**WHAT YOU HAVE TO DO:**
Could you print every record below exactly as written?
*** Opening of AVAILABLE DATA ***
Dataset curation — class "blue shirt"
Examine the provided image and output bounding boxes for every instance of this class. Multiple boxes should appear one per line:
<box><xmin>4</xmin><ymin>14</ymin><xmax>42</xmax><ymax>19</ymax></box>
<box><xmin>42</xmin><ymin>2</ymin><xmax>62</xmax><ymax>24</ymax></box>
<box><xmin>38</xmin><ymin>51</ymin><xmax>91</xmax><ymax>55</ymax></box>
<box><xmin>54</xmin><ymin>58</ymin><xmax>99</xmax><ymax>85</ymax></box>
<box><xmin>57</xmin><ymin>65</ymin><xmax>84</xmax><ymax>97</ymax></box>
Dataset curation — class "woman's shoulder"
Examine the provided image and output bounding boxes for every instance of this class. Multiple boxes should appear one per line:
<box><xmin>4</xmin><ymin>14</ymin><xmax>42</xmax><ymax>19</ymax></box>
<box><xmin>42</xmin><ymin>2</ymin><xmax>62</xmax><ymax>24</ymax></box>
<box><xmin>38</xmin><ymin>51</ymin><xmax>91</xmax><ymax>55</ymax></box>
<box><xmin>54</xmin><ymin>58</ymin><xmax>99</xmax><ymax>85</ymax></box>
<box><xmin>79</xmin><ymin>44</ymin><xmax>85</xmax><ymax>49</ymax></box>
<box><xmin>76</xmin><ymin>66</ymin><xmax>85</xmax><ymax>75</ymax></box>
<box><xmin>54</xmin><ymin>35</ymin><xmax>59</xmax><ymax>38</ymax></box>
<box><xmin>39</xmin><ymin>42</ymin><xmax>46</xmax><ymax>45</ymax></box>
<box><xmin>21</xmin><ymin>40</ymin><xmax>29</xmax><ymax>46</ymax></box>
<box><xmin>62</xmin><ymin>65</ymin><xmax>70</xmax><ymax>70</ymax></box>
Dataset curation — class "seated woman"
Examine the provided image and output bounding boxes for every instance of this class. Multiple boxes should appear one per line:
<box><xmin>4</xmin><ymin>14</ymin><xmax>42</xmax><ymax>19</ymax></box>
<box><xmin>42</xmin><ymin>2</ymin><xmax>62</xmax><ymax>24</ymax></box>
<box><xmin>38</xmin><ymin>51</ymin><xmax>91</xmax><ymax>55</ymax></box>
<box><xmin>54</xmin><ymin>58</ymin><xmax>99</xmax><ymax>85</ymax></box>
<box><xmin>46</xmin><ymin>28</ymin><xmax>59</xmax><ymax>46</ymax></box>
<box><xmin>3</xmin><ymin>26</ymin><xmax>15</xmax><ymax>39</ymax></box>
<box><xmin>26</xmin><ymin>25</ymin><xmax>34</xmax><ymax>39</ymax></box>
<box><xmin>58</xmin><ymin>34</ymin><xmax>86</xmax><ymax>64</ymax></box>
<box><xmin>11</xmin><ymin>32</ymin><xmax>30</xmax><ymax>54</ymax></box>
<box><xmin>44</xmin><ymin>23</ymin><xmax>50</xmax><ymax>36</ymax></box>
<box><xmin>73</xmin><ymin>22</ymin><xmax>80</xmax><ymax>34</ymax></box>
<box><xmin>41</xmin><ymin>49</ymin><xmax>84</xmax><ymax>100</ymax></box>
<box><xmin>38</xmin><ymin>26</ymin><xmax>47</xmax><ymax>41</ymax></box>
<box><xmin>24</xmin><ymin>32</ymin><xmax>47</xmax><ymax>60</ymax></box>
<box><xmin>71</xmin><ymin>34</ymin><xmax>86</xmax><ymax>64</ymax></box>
*** Close of AVAILABLE DATA ***
**ANSWER FOR THIS EXERCISE:**
Dataset curation — class "blue shirt"
Examine the provided image and output bounding boxes for every instance of this class. Multiple boxes should appear one per line:
<box><xmin>4</xmin><ymin>14</ymin><xmax>42</xmax><ymax>19</ymax></box>
<box><xmin>42</xmin><ymin>2</ymin><xmax>62</xmax><ymax>24</ymax></box>
<box><xmin>38</xmin><ymin>51</ymin><xmax>91</xmax><ymax>55</ymax></box>
<box><xmin>54</xmin><ymin>58</ymin><xmax>99</xmax><ymax>85</ymax></box>
<box><xmin>57</xmin><ymin>65</ymin><xmax>84</xmax><ymax>97</ymax></box>
Dataset curation — class "woman's shoulder"
Examine the provided image and output bounding boxes for every instance of this class. Multiple boxes should appear one per line:
<box><xmin>4</xmin><ymin>14</ymin><xmax>42</xmax><ymax>19</ymax></box>
<box><xmin>42</xmin><ymin>2</ymin><xmax>62</xmax><ymax>24</ymax></box>
<box><xmin>38</xmin><ymin>51</ymin><xmax>91</xmax><ymax>55</ymax></box>
<box><xmin>54</xmin><ymin>58</ymin><xmax>99</xmax><ymax>85</ymax></box>
<box><xmin>79</xmin><ymin>44</ymin><xmax>85</xmax><ymax>49</ymax></box>
<box><xmin>76</xmin><ymin>66</ymin><xmax>85</xmax><ymax>75</ymax></box>
<box><xmin>54</xmin><ymin>35</ymin><xmax>59</xmax><ymax>38</ymax></box>
<box><xmin>39</xmin><ymin>42</ymin><xmax>46</xmax><ymax>45</ymax></box>
<box><xmin>21</xmin><ymin>40</ymin><xmax>29</xmax><ymax>46</ymax></box>
<box><xmin>62</xmin><ymin>65</ymin><xmax>70</xmax><ymax>70</ymax></box>
Dataset curation — class "seated woman"
Examine the provided image and output bounding boxes for every instance of this class. Multiple boxes should appear one per line:
<box><xmin>4</xmin><ymin>14</ymin><xmax>42</xmax><ymax>19</ymax></box>
<box><xmin>42</xmin><ymin>2</ymin><xmax>62</xmax><ymax>24</ymax></box>
<box><xmin>38</xmin><ymin>51</ymin><xmax>91</xmax><ymax>55</ymax></box>
<box><xmin>54</xmin><ymin>58</ymin><xmax>99</xmax><ymax>85</ymax></box>
<box><xmin>46</xmin><ymin>28</ymin><xmax>59</xmax><ymax>46</ymax></box>
<box><xmin>3</xmin><ymin>26</ymin><xmax>15</xmax><ymax>39</ymax></box>
<box><xmin>26</xmin><ymin>25</ymin><xmax>34</xmax><ymax>39</ymax></box>
<box><xmin>58</xmin><ymin>34</ymin><xmax>86</xmax><ymax>64</ymax></box>
<box><xmin>11</xmin><ymin>32</ymin><xmax>30</xmax><ymax>54</ymax></box>
<box><xmin>44</xmin><ymin>23</ymin><xmax>50</xmax><ymax>36</ymax></box>
<box><xmin>73</xmin><ymin>22</ymin><xmax>80</xmax><ymax>34</ymax></box>
<box><xmin>41</xmin><ymin>49</ymin><xmax>84</xmax><ymax>100</ymax></box>
<box><xmin>38</xmin><ymin>26</ymin><xmax>47</xmax><ymax>41</ymax></box>
<box><xmin>24</xmin><ymin>32</ymin><xmax>47</xmax><ymax>60</ymax></box>
<box><xmin>71</xmin><ymin>34</ymin><xmax>86</xmax><ymax>64</ymax></box>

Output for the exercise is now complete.